• _Instrução A_
Reúna cada linha dos registros que contenha a palavra "lawn", diferenciando maiúsculas de minúsculas.

---- Trecho de origem

Edição 17

Matérias Especiais

A Escola Profanada

Tania Zagury (*)

Um dia lindo, calmo, céu azul, sem nuvens. Tudo tranqüilo. O mundo parece seguir seu almejado destino de paz.

De repente, a notícia que a todos aterroriza, revolta, choca: rapazes de classe média entram na Escola em que estudavam — armados até os dentes — e atiram, matam, ferem… sem dó nem piedade. Nos EUA ou no Brasil, em qualquer lugar, corações se afligem. Nos noticiários angustiantes, atos semelhantes começam, dia após dia, a se suceder. Subitamente, todos — pais, educadores, juristas, psicólogos, sociólogos, leigos, cidadãos comuns — se interrogam: de quem é a culpa? De onde surge tanta crueldade, tanta insanidade? E será somente crueldade? Ou insanidade? Acaloradas discussões. Partidos se formam a favor e contra tais ou quais teses. Todos, porém, perplexos, anseiam por explicações. A escola, através dos tempos, sempre foi lugar seguro para nossos filhos. O local do saber, da cultura, da educação foi profanado. Sofremos todos. Onde, afinal, há segurança? Nos lares, não mais (tantos assaltos e crimes ocorrem no reduto dos mais bem defendidos apartamentos); nos condomínios, também não (e as gangues?); nas ruas, nem pensar. Seja noite, seja dia… e agora, parece que perdemos o último baluarte de segurança e paz.

Apontar culpados ou denunciar causas é tarefa complexa, talvez até pretensiosa. Algumas pistas podem ser, porém, levantadas com certa margem de segurança. É preciso, no entanto, ter consciência de que, certamente, não há uma causa, mas um conjunto de fatores que oportunizam a eclosão desses acontecimentos revoltantes que aviltam a todos nós, a toda a espécie humana.

Esses fatores podem ser divididos em dois grupos — sociais e individuais.

Dentre as causas sociais, podemos destacar, sem medo de errar, o consumismo exacerbado, a competitividade, o individualismo, a má distribuição de renda, a crise ética, a impunidade e a corrupção, o fácil acesso da população a armas, o crescente desemprego, o seríssimo problema das drogas — só para citar alguns.

--------

• _Instrução B_
Reproduza fielmente a parte do artigo sobre a escola profanada que começa em "Apontar culpados ou" e termina em "a espécie humana.".

---- Registros

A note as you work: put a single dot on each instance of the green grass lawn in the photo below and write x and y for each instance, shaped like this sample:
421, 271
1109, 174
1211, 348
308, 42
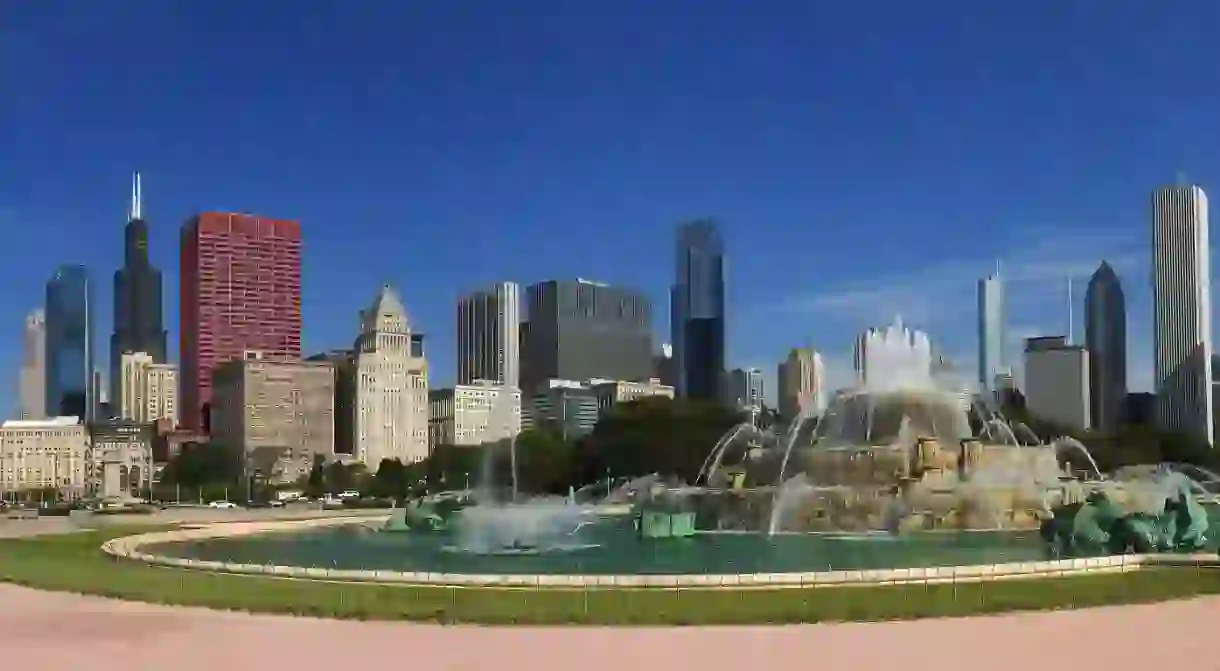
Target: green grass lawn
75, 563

--------
---- Registros

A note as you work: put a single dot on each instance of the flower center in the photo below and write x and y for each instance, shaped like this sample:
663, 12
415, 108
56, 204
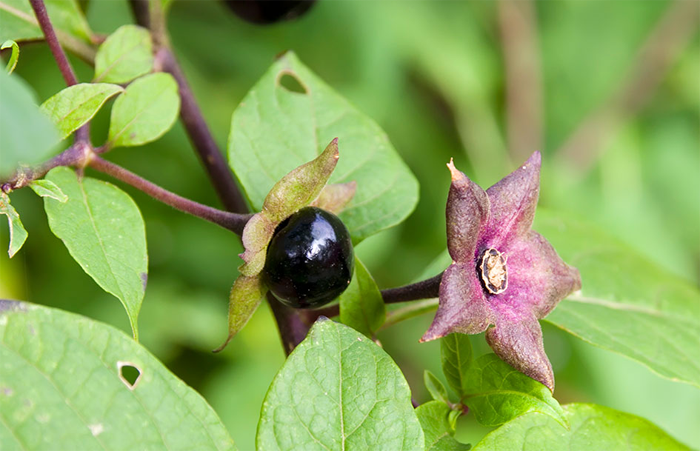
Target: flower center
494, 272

--------

• _Resolução A_
A note as you work: put a single dot on each instance of the green grass lawn in the photo below and write x and y for each instance, shaped like this sample:
Target: green grass lawn

• _Resolução B_
Apontar culpados ou denunciar causas é tarefa complexa, talvez até pretensiosa. Algumas pistas podem ser, porém, levantadas com certa margem de segurança. É preciso, no entanto, ter consciência de que, certamente, não há uma causa, mas um conjunto de fatores que oportunizam a eclosão desses acontecimentos revoltantes que aviltam a todos nós, a toda a espécie humana.